# [Exercise brief]
Please write out all of the records below exactly as they appear.

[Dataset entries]
___

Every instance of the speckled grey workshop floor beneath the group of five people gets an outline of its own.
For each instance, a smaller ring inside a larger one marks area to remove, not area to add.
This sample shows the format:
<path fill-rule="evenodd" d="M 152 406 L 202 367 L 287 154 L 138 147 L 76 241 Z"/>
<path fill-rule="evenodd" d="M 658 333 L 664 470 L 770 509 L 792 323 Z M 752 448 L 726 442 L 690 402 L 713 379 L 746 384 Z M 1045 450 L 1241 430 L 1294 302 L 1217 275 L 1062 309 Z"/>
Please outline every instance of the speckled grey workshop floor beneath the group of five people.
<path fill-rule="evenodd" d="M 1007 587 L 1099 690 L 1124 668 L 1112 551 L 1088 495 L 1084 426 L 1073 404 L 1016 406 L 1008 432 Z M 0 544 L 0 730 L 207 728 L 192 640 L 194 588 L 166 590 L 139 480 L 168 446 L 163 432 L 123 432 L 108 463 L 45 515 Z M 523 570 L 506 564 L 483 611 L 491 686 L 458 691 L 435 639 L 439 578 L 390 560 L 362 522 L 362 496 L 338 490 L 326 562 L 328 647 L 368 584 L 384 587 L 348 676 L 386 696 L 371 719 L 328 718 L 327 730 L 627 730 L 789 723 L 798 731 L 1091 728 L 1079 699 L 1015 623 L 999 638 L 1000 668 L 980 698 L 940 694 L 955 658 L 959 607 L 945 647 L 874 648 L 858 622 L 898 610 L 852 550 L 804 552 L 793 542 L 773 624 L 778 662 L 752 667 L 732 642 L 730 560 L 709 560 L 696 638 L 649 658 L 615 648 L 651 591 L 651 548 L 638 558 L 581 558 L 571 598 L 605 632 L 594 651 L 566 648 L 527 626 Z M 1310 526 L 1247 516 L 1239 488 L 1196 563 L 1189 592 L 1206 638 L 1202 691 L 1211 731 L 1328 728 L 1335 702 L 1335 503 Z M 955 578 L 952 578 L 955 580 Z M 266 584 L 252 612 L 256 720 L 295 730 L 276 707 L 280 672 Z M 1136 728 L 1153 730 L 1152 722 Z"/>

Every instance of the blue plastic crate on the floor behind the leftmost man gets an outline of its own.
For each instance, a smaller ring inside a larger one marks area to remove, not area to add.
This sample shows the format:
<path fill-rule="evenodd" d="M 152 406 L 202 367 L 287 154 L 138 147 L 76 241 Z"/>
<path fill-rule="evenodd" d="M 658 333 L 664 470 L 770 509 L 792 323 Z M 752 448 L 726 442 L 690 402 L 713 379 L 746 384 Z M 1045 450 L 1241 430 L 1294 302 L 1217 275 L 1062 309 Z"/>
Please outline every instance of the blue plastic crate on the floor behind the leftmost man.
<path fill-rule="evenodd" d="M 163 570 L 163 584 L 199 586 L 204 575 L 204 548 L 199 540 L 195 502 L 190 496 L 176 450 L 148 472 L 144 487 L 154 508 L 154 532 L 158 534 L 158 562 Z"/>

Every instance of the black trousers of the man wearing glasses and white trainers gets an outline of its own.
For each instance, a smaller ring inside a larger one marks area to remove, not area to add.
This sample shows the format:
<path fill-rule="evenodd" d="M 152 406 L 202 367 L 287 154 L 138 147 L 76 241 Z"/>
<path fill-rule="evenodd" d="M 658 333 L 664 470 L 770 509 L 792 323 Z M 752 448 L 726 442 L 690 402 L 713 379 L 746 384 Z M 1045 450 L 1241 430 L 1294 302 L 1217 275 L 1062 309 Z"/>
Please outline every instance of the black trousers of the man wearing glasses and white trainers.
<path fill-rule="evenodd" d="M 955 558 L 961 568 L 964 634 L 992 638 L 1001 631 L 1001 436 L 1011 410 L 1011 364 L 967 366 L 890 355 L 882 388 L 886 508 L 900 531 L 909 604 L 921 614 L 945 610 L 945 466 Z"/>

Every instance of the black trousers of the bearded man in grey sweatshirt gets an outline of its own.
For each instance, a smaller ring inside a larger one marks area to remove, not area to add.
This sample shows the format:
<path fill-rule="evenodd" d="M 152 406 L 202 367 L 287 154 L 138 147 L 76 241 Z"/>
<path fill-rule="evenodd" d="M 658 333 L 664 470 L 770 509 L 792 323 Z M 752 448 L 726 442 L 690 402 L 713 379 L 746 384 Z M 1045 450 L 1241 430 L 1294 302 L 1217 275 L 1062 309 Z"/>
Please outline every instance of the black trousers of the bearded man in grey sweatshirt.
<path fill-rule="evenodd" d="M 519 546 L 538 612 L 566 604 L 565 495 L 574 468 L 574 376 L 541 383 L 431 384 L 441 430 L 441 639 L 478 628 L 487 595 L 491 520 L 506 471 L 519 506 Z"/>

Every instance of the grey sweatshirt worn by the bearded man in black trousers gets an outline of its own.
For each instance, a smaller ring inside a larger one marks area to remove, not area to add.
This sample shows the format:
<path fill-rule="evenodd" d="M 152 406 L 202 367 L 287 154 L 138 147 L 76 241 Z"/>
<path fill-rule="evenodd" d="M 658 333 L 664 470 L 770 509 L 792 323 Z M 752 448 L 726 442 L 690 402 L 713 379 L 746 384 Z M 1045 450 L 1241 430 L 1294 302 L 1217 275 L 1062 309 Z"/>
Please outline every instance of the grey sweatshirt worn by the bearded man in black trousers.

___

# [Result of this task]
Every instance of the speckled grey workshop floor beneath the group of five people gets an outline of its own.
For each instance, a smaller ring inside a larger one marks area to remove, not area to add.
This sample shows the format:
<path fill-rule="evenodd" d="M 152 406 L 202 367 L 287 154 L 138 147 L 76 241 Z"/>
<path fill-rule="evenodd" d="M 658 333 L 664 470 L 770 509 L 792 323 Z M 752 448 L 726 442 L 690 402 L 713 379 L 746 384 Z M 1045 450 L 1241 430 L 1294 302 L 1217 275 L 1062 309 Z"/>
Please outline every instance of the speckled grey workshop floor beneath the group of five people.
<path fill-rule="evenodd" d="M 1007 587 L 1099 690 L 1124 668 L 1112 551 L 1088 495 L 1084 426 L 1073 404 L 1016 406 L 1008 432 Z M 0 544 L 0 730 L 207 728 L 192 640 L 194 588 L 166 590 L 139 480 L 168 446 L 163 432 L 123 432 L 108 463 L 45 515 Z M 523 570 L 506 564 L 483 611 L 491 686 L 458 691 L 435 639 L 439 578 L 390 560 L 362 522 L 362 496 L 338 490 L 326 562 L 328 647 L 368 584 L 384 587 L 348 676 L 386 696 L 371 719 L 328 718 L 327 730 L 627 730 L 789 723 L 798 731 L 1091 728 L 1079 699 L 1015 623 L 999 638 L 1000 668 L 980 698 L 940 694 L 955 658 L 959 607 L 945 647 L 874 648 L 858 622 L 898 610 L 852 550 L 804 552 L 793 542 L 773 624 L 778 662 L 752 667 L 732 642 L 730 560 L 709 560 L 696 638 L 649 658 L 615 648 L 651 591 L 651 548 L 638 558 L 581 558 L 571 598 L 605 632 L 594 651 L 566 648 L 527 626 Z M 1310 526 L 1247 516 L 1239 488 L 1196 563 L 1189 592 L 1206 638 L 1202 691 L 1211 731 L 1328 728 L 1335 702 L 1335 503 Z M 955 578 L 952 578 L 955 580 Z M 266 584 L 252 612 L 256 720 L 295 730 L 276 707 L 280 672 Z M 1136 728 L 1153 730 L 1152 722 Z"/>

Every instance of the blue plastic crate on the floor behind the leftmost man gets an outline of its own.
For each instance, a smaller ring inside a larger one marks area to remove, not area to add.
This sample shows the format:
<path fill-rule="evenodd" d="M 152 406 L 202 367 L 287 154 L 138 147 L 76 241 Z"/>
<path fill-rule="evenodd" d="M 658 333 L 664 470 L 770 509 L 792 323 Z M 752 448 L 726 442 L 690 402 L 713 379 L 746 384 Z M 1045 450 L 1241 430 L 1294 302 L 1217 275 L 1062 309 Z"/>
Please outline every instance of the blue plastic crate on the floor behind the leftmost man.
<path fill-rule="evenodd" d="M 163 570 L 163 584 L 199 586 L 204 575 L 204 548 L 199 540 L 195 502 L 190 496 L 176 450 L 148 472 L 144 487 L 154 508 L 154 532 L 158 534 L 158 562 Z"/>

Every instance of the black trousers of the man wearing glasses and white trainers gets an outline of its own.
For each instance, a smaller ring inside a larger one marks area to remove, not area to add.
This sample shows the format:
<path fill-rule="evenodd" d="M 152 406 L 202 367 L 287 154 L 138 147 L 76 241 Z"/>
<path fill-rule="evenodd" d="M 658 333 L 664 470 L 770 509 L 792 323 Z M 752 448 L 726 442 L 690 402 L 713 379 L 746 384 Z M 1045 450 L 1241 430 L 1294 302 L 1217 275 L 1062 309 Z"/>
Please outline every instance of the black trousers of the man wearing glasses and white trainers.
<path fill-rule="evenodd" d="M 955 558 L 961 568 L 964 634 L 992 638 L 1001 631 L 1001 436 L 1011 410 L 1011 364 L 967 366 L 890 355 L 882 388 L 886 508 L 900 531 L 909 604 L 921 614 L 945 610 L 945 466 Z"/>

Every instance of the black trousers of the bearded man in grey sweatshirt gets an outline of its own.
For each instance, a smaller ring inside a larger one marks area to remove, not area to add.
This sample shows the format:
<path fill-rule="evenodd" d="M 152 406 L 202 367 L 287 154 L 138 147 L 76 241 Z"/>
<path fill-rule="evenodd" d="M 658 333 L 664 470 L 770 509 L 792 323 Z M 752 448 L 726 442 L 690 402 L 713 379 L 746 384 Z M 1045 450 L 1241 430 L 1294 302 L 1217 275 L 1062 309 Z"/>
Please outline every instance of the black trousers of the bearded man in grey sweatshirt.
<path fill-rule="evenodd" d="M 519 546 L 538 612 L 566 604 L 565 495 L 574 468 L 574 376 L 541 383 L 431 384 L 441 430 L 441 639 L 478 628 L 487 595 L 491 520 L 506 471 L 519 506 Z"/>

Every instance of the grey sweatshirt worn by the bearded man in black trousers gets an outline of its own.
For each instance, a smaller ring inside a larger one marks area to remove, not area to add.
This sample shows the format:
<path fill-rule="evenodd" d="M 152 406 L 202 367 L 287 154 L 138 147 L 76 241 Z"/>
<path fill-rule="evenodd" d="M 658 333 L 664 470 L 770 509 L 792 323 Z M 752 448 L 726 442 L 690 402 L 713 379 L 746 384 Z M 1045 450 L 1241 430 L 1294 302 L 1217 275 L 1062 309 Z"/>
Please outline every instance of the grey sweatshirt worn by the bearded man in black trousers.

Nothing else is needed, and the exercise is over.